WHAT THE TASK ASKS:
I would like you to output every record below exactly, apart from the pictures.
== Segment start ==
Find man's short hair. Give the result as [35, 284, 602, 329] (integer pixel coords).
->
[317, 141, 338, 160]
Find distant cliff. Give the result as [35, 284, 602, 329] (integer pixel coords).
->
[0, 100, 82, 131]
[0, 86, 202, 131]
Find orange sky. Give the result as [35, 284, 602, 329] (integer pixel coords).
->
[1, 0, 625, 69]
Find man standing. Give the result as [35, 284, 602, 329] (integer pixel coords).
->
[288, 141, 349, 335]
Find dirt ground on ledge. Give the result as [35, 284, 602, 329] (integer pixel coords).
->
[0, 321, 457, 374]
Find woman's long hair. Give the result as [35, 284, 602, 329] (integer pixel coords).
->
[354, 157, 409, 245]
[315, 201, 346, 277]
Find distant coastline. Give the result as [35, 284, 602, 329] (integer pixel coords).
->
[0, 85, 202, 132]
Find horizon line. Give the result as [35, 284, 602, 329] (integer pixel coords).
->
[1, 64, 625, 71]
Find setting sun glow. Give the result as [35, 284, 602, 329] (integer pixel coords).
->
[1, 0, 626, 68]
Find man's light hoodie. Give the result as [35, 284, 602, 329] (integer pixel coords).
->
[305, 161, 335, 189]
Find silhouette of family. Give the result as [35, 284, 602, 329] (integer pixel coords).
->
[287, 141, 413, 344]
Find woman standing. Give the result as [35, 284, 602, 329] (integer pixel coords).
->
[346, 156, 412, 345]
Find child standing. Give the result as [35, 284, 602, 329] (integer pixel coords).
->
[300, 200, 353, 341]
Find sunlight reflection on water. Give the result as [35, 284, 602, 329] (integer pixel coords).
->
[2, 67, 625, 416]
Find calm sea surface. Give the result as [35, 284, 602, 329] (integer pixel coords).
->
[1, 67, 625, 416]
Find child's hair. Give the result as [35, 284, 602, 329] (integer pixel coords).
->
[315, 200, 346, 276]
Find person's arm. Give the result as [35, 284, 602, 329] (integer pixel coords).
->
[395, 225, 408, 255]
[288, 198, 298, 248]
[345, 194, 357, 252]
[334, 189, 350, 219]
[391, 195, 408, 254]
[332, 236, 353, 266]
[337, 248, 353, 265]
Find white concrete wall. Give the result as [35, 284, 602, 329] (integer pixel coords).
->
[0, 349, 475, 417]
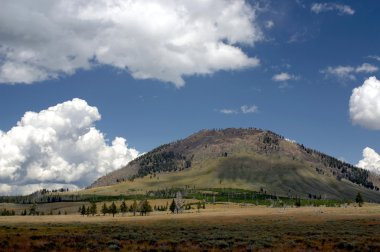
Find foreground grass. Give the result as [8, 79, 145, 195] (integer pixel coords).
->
[0, 205, 380, 251]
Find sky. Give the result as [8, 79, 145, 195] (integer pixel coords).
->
[1, 0, 380, 195]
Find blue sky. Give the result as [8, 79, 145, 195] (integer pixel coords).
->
[1, 0, 380, 194]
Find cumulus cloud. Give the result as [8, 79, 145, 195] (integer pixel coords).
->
[0, 99, 139, 195]
[357, 147, 380, 175]
[272, 72, 298, 82]
[0, 0, 262, 87]
[311, 3, 355, 15]
[349, 76, 380, 130]
[219, 105, 258, 114]
[322, 63, 378, 81]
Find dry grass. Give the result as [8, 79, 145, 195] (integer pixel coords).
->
[1, 204, 380, 251]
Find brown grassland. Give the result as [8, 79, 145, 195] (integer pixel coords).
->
[1, 203, 380, 251]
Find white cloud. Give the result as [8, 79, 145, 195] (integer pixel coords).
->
[265, 20, 274, 29]
[240, 105, 258, 114]
[368, 55, 380, 62]
[219, 109, 237, 114]
[349, 76, 380, 130]
[357, 147, 380, 175]
[272, 72, 298, 82]
[219, 104, 258, 114]
[322, 66, 356, 81]
[322, 63, 378, 81]
[0, 0, 262, 87]
[0, 98, 139, 195]
[355, 63, 378, 73]
[311, 3, 355, 15]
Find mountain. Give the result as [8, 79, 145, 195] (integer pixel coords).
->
[88, 128, 380, 202]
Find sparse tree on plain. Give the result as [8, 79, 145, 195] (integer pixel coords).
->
[109, 202, 118, 217]
[139, 199, 152, 216]
[356, 192, 364, 207]
[101, 203, 108, 216]
[130, 200, 138, 216]
[120, 200, 128, 216]
[90, 201, 97, 216]
[29, 203, 37, 216]
[169, 199, 176, 213]
[80, 205, 86, 216]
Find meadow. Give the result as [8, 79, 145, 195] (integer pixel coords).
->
[1, 204, 380, 251]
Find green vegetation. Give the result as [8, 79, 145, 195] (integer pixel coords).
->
[356, 192, 364, 207]
[169, 199, 176, 213]
[80, 205, 85, 216]
[109, 202, 118, 217]
[101, 203, 108, 216]
[130, 200, 138, 216]
[1, 209, 15, 216]
[90, 201, 97, 216]
[120, 200, 127, 215]
[138, 199, 152, 216]
[0, 187, 355, 216]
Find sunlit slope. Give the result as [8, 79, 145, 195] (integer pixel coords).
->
[86, 128, 380, 202]
[85, 156, 380, 202]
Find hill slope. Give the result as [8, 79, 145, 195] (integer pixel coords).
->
[88, 128, 380, 202]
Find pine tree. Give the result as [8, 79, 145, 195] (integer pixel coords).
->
[81, 205, 86, 216]
[90, 201, 97, 216]
[86, 206, 90, 216]
[169, 199, 176, 213]
[130, 200, 138, 216]
[356, 192, 364, 207]
[109, 202, 118, 217]
[120, 200, 127, 216]
[29, 203, 37, 216]
[101, 203, 108, 216]
[139, 200, 152, 216]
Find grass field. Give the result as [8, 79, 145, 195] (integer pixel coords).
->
[1, 204, 380, 251]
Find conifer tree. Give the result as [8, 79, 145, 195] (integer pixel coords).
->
[120, 200, 127, 216]
[169, 199, 176, 213]
[356, 192, 364, 207]
[90, 201, 97, 216]
[109, 202, 118, 217]
[101, 203, 108, 216]
[81, 205, 86, 216]
[130, 200, 138, 216]
[139, 199, 152, 216]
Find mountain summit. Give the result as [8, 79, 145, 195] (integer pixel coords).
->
[89, 128, 380, 202]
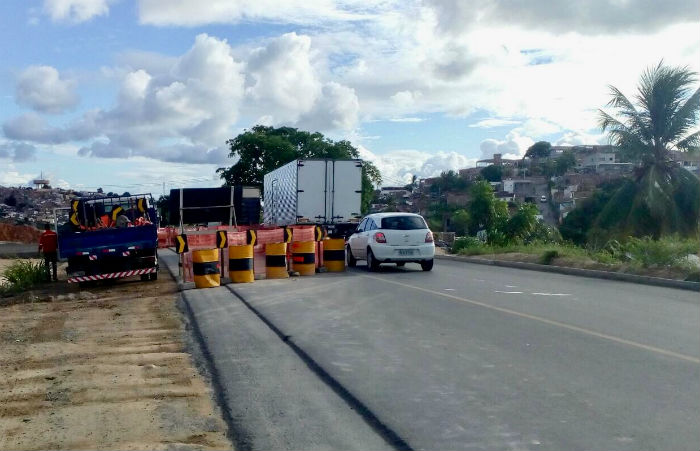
== Segment end ==
RESULT FOR THIS TASK:
Find man's short hair. Give the result as [35, 284, 602, 329] (integer pixel coords).
->
[317, 141, 338, 160]
Find distant cliff. Give the result as [35, 284, 602, 329] (integer pixel coords).
->
[0, 100, 82, 131]
[0, 86, 202, 131]
Find orange sky. Give the result as [35, 284, 602, 329] (integer pixel coords).
->
[1, 0, 625, 69]
Find man standing. Give the result as [35, 284, 602, 329] (integer pixel coords).
->
[288, 141, 349, 335]
Find dirt ground on ledge. Give the result as [35, 284, 602, 329] (integer pixel coords).
->
[0, 321, 457, 374]
Find woman's long hair. Give the result as [35, 284, 602, 329] (integer pixel coords).
->
[354, 157, 409, 245]
[315, 201, 346, 277]
Find distant coastline. Give the result as [35, 284, 602, 329] (integer pixel coords).
->
[0, 85, 202, 132]
Find horizon line. Give the result as [35, 284, 602, 329] (integer pixel coords).
->
[1, 64, 625, 71]
Find setting sun glow. Give the result as [35, 284, 602, 329] (integer pixel coords).
->
[1, 0, 626, 68]
Find man's light hoodie. Give the result as [35, 284, 602, 329] (integer pixel coords).
->
[305, 161, 335, 189]
Find silhouette of family. Give the result as [35, 284, 602, 329] (integer pixel coords).
->
[287, 141, 413, 344]
Find woman standing. Give the result as [35, 284, 602, 329] (integer pixel coords).
->
[346, 156, 412, 345]
Find child standing. Give the result as [35, 284, 602, 329] (integer pixel coords).
->
[300, 200, 353, 341]
Find sunlight reflection on water. Give the result as [35, 284, 602, 329] (integer pixel coords).
->
[2, 67, 625, 416]
Find calm sea surface. Give the result as [35, 284, 602, 329] (integer pixel coords).
->
[1, 67, 625, 416]
Find child's hair. Give the result as [35, 284, 602, 329] (integer pixel coords).
->
[315, 200, 346, 276]
Find person's arm. Give the result as [35, 284, 602, 329] (integer pixel coords).
->
[395, 225, 408, 255]
[288, 198, 298, 248]
[345, 194, 357, 252]
[334, 189, 350, 219]
[391, 195, 408, 254]
[332, 236, 353, 266]
[337, 248, 353, 265]
Find white concrete wall. Give the result as [35, 284, 602, 329] (integer pixel coords).
->
[0, 349, 475, 417]
Find foreground grass. Give the result as [8, 79, 145, 195] (integer pixel coords).
->
[0, 205, 380, 251]
Find sky. Give the result as [8, 79, 145, 195] (integer pixel coords).
->
[1, 0, 380, 195]
Find blue sky. Give the result as [8, 79, 145, 195] (integer pixel coords).
->
[1, 0, 380, 194]
Find cumulus cloud. Give the result as [8, 79, 145, 195] (integer pixel coords).
->
[0, 99, 139, 195]
[357, 147, 380, 175]
[272, 72, 298, 82]
[0, 0, 262, 87]
[311, 3, 355, 15]
[349, 76, 380, 130]
[219, 105, 258, 114]
[322, 63, 378, 81]
Find dry grass. Give the result as [8, 79, 145, 195] (integer pixel coords).
->
[1, 204, 380, 251]
Find brown grassland. Give the result as [8, 79, 145, 195] (integer pixel coords).
->
[1, 203, 380, 251]
Find white cloud. Give the result as [8, 79, 145, 195] (integer pixel coords).
->
[265, 20, 274, 29]
[240, 105, 258, 114]
[368, 55, 380, 62]
[219, 109, 237, 114]
[349, 76, 380, 130]
[357, 147, 380, 175]
[272, 72, 298, 82]
[219, 104, 258, 114]
[322, 66, 356, 81]
[322, 63, 378, 81]
[0, 0, 262, 87]
[0, 98, 139, 195]
[355, 63, 378, 73]
[311, 3, 355, 15]
Find mountain. Give the result as [8, 79, 145, 195] (integer pixel coords).
->
[88, 128, 380, 202]
Find sparse tree on plain. Give the result as [8, 79, 145, 195] (integer pixel coords).
->
[109, 202, 118, 217]
[139, 199, 152, 216]
[356, 192, 364, 207]
[101, 203, 108, 216]
[130, 200, 138, 216]
[120, 200, 128, 216]
[90, 201, 97, 216]
[29, 203, 37, 216]
[169, 199, 176, 213]
[80, 205, 86, 216]
Find meadow. Give the result as [8, 79, 145, 195] (integer pixel coords).
->
[1, 204, 380, 251]
Find green vegetation. Give the result as [8, 79, 145, 195] (integer pixel coords).
->
[356, 192, 364, 207]
[169, 199, 176, 213]
[80, 205, 85, 216]
[109, 202, 118, 217]
[101, 203, 108, 216]
[130, 200, 138, 216]
[1, 209, 15, 216]
[90, 201, 97, 216]
[120, 200, 127, 215]
[138, 199, 152, 216]
[0, 187, 355, 216]
Find sunlit slope. Give the result as [8, 79, 145, 195] (integer pixel coords).
->
[86, 128, 380, 202]
[85, 156, 380, 202]
Find hill slope. Give the result as [8, 79, 145, 195] (integer pixel coords).
->
[88, 128, 380, 202]
Find pine tree. Give the result as [8, 79, 145, 195] (integer pixel coords).
->
[81, 205, 86, 216]
[90, 201, 97, 216]
[86, 206, 90, 216]
[169, 199, 176, 213]
[130, 200, 138, 216]
[356, 192, 364, 207]
[109, 202, 118, 217]
[120, 200, 127, 216]
[29, 203, 37, 216]
[101, 203, 108, 216]
[139, 200, 152, 216]
Find grass field. Give the result as [8, 79, 145, 195] (integer pixel coords).
->
[1, 204, 380, 251]
Find conifer tree. Give the result as [8, 79, 145, 195] (integer pixel coords).
->
[120, 200, 127, 216]
[169, 199, 176, 213]
[356, 192, 364, 207]
[90, 201, 97, 216]
[109, 202, 118, 217]
[101, 203, 108, 216]
[81, 205, 86, 216]
[130, 200, 138, 216]
[139, 199, 152, 216]
Find mountain summit. Give the result as [8, 79, 145, 195] (integer pixel coords).
->
[89, 128, 380, 202]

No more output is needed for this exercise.